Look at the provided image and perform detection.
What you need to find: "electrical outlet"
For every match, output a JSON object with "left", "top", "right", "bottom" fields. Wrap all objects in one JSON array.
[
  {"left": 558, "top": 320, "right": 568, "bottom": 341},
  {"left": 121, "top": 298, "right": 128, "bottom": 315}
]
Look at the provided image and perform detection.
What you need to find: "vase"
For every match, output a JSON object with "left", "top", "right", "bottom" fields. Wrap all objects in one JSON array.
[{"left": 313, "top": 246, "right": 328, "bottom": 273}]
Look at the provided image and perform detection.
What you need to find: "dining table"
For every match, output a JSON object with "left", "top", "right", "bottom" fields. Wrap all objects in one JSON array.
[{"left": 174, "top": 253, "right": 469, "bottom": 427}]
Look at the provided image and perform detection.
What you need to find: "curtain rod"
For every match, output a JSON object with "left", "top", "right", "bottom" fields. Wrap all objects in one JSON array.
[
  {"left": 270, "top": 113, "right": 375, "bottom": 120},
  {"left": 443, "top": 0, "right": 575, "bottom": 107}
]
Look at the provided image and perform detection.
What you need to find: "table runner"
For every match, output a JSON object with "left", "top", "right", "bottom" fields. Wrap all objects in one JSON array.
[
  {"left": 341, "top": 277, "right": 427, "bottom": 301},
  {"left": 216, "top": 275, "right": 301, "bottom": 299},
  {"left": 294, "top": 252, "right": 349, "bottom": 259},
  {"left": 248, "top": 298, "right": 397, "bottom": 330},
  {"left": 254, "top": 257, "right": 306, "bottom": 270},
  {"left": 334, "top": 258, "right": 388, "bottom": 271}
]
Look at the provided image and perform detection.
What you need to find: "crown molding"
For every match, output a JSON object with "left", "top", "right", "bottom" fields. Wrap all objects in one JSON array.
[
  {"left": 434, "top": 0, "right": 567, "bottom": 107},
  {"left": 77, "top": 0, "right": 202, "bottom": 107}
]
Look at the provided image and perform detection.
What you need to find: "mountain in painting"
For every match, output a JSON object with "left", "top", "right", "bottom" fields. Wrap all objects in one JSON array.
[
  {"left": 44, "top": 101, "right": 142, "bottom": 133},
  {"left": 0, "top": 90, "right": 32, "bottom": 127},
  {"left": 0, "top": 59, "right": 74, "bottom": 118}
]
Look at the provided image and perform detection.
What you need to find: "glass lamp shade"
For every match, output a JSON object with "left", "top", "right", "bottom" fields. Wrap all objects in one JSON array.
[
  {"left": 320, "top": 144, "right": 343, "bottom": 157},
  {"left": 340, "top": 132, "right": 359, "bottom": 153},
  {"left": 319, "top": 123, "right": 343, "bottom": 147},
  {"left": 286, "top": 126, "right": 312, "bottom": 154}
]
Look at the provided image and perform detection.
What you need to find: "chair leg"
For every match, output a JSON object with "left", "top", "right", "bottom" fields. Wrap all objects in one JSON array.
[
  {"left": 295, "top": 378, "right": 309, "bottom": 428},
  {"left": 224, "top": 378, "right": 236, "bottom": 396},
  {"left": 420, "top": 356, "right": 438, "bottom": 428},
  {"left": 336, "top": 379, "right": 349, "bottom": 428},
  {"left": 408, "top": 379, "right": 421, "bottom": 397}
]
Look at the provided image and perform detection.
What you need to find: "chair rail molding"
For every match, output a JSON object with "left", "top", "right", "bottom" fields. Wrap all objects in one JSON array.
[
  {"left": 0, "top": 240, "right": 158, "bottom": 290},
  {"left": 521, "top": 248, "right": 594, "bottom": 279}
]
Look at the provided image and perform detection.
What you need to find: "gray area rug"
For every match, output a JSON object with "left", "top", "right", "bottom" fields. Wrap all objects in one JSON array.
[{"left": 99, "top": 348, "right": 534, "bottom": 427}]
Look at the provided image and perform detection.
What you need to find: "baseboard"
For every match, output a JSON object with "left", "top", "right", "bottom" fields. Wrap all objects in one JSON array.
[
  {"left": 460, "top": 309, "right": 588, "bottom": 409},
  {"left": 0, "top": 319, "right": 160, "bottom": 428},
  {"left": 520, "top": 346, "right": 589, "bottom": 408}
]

(Activity) Copy every line from the records above that contains the string "need".

(Solution)
What you need to find: "electrical outlet"
What you need to find: "vase"
What you need to find: "dining table"
What you need to find: "curtain rod"
What you need to find: "table runner"
What you need to find: "crown molding"
What you need to find: "mountain in painting"
What you need to find: "glass lamp shade"
What you need to find: "chair leg"
What you need to find: "chair rail molding"
What you need to find: "gray area rug"
What you need to find: "baseboard"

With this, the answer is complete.